Source extract:
Subsequently, the toner images of the respective colors formed on the respective photoreceptor surfaces 11 of the imaging cartridges 10A to 10D are sequentially transferred onto the intermediate belt 21 so as to form a composite toner image on this intermediate transfer belt 21. In the meantime, the toners remaining on the respective photoreceptor surfaces 11 after image transfer are removed therefrom by means of the respective cleaning units 15.

On the other hand, a recording medium S stored in the image forming apparatus 1 is delivered to a timing roller 23 by a paper feed roller 22. The timing roller 23 feeds the recording medium S to place between the intermediate transfer belt 21 and a transfer roller 24 in a suitable timing such as to permit the toner image formed on the intermediate transfer belt 21 to be transferred onto this recording medium S. Then, the toner un-transferred to the recording medium S and remaining on the intermediate transfer belt 21 is removed therefrom by means of a second cleaning unit 25.

The recording medium S with the toner image transferred in the above-described manner is delivered to a fixing unit 30 via a recording medium conveyance path 16. In this fixing unit 30, the toner image is fixed to the recording medium S. Subsequently, the recording medium S with the fixed toner image is discharged by a discharge roller 27.

The fixing unit 30 is provided with a heating element 32, such as a halogen heater, on an inner periphery of the fuser roller 31 such that the fuser roller 31 is heated by this heating element 32.

A pressure roller 33 is disposed in opposed relation with the fuser roller 31. The pressure roller 33 is in pressure contact with the fuser roller 31 so as to form a nip N between the pressure roller 33 and the fuser roller 31. In this state, the pressure roller 33 is rotated to bring the fuser roller 31 into driven rotation in conjunction with the rotation of the pressure roller 33.

Then, the recording medium S with the transferred toner image t is fed into the nip N between the pressure roller 33 and the fuser roller 31, where the toner image t is fixed to the recording medium S by heating and pressing the recording medium S.

In the fixing unit 30, the pressure roller 33 and the fuser roller 31 are covered by a case 300. As shown in FIG. 2, the case 300 is formed with an inlet 30a in a lower side thereof such as to allow the entry of the recording medium S conveyed via the recording medium conveyance path 16. The case 300 is formed with an outlet 30b in an upper side thereof such as to allow the discharge of the recording medium S with the toner image t fixed thereto. The case 300 is further formed with a guide 30c in the vicinity of the inlet 30a such as to guide the recording medium S to the nip N.

[Pointing and labeling entries]
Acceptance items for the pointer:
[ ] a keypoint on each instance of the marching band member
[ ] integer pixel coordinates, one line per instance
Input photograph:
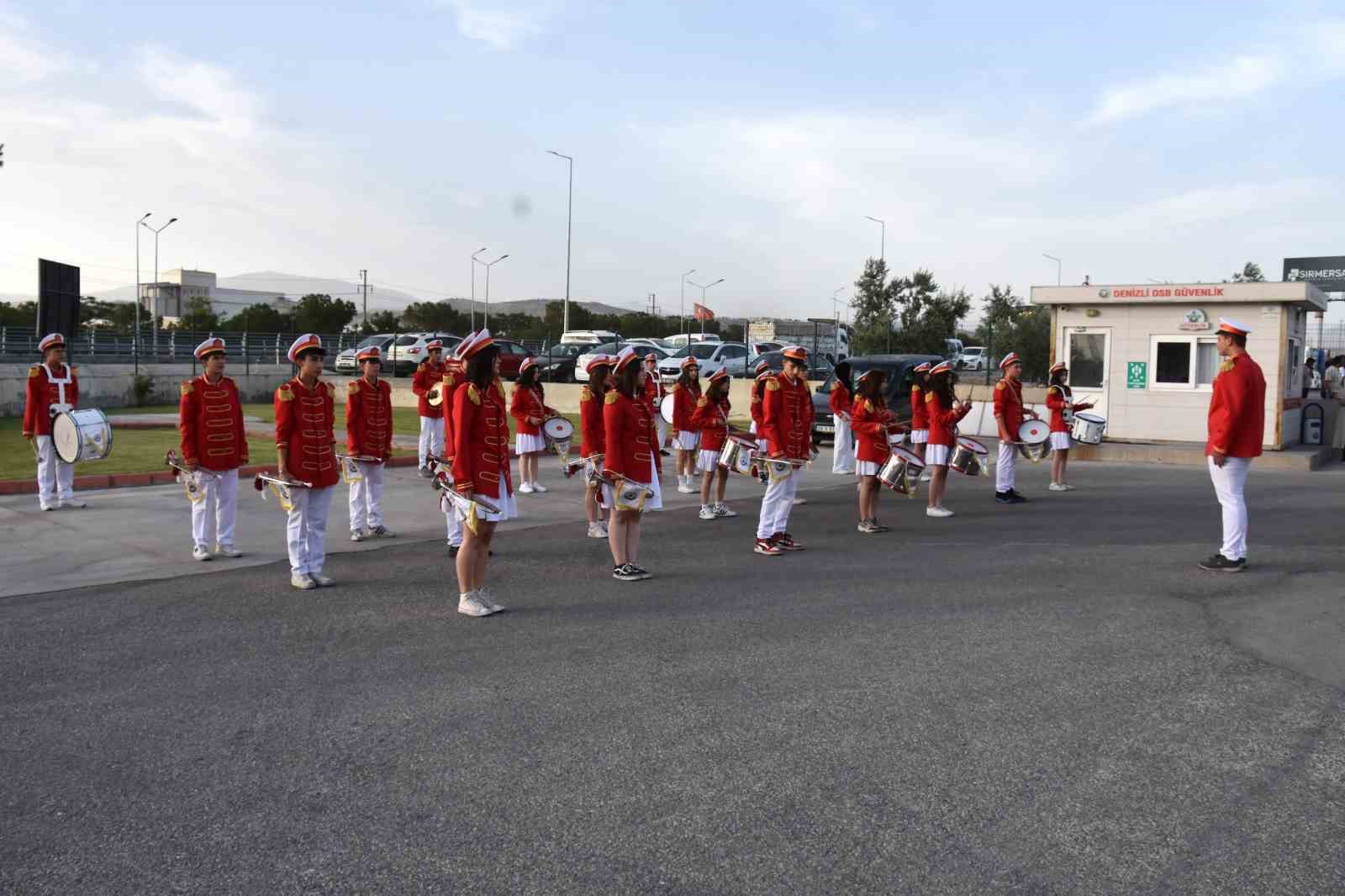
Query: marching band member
(1237, 430)
(306, 450)
(631, 456)
(210, 419)
(428, 373)
(1059, 400)
(871, 421)
(787, 421)
(1009, 414)
(945, 410)
(919, 414)
(369, 434)
(529, 409)
(654, 394)
(840, 401)
(481, 467)
(454, 377)
(53, 389)
(593, 435)
(686, 392)
(712, 421)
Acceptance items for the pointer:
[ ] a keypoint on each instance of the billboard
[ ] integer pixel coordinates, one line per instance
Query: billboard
(1324, 272)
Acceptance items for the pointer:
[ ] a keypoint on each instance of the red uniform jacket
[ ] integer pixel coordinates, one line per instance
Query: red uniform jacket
(1009, 405)
(1237, 409)
(871, 430)
(712, 419)
(840, 400)
(481, 427)
(789, 417)
(529, 403)
(44, 393)
(369, 419)
(1059, 398)
(210, 419)
(683, 405)
(427, 374)
(304, 424)
(943, 420)
(919, 414)
(631, 437)
(592, 432)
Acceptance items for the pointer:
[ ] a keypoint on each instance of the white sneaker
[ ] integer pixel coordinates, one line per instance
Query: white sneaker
(470, 604)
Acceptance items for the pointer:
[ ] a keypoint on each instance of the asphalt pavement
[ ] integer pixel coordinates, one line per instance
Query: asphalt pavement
(1042, 698)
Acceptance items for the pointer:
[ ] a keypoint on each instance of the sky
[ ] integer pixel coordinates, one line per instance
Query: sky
(748, 141)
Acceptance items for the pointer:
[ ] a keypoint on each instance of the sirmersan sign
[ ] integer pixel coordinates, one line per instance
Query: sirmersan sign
(1324, 272)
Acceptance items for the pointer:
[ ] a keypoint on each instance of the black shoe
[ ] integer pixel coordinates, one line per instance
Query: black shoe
(1223, 564)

Set of tasks:
#1 Please repeat the printer passage word for word, beginning at "Then, the recording" and stopping after "to the nip N.".
#2 According to the printer passage, why does the timing roller 23 feed the recording medium S between the intermediate transfer belt 21 and the transfer roller 24 at a suitable timing?

Results of the exercise:
#1
Then, the recording medium S with the transferred toner image t is fed into the nip N between the pressure roller 33 and the fuser roller 31, where the toner image t is fixed to the recording medium S by heating and pressing the recording medium S.

In the fixing unit 30, the pressure roller 33 and the fuser roller 31 are covered by a case 300. As shown in FIG. 2, the case 300 is formed with an inlet 30a in a lower side thereof such as to allow the entry of the recording medium S conveyed via the recording medium conveyance path 16. The case 300 is formed with an outlet 30b in an upper side thereof such as to allow the discharge of the recording medium S with the toner image t fixed thereto. The case 300 is further formed with a guide 30c in the vicinity of the inlet 30a such as to guide the recording medium S to the nip N.

#2 The timing roller 23 feeds the recording medium S at a suitable timing so that the toner image formed on the intermediate transfer belt 21 can be transferred onto the recording medium S.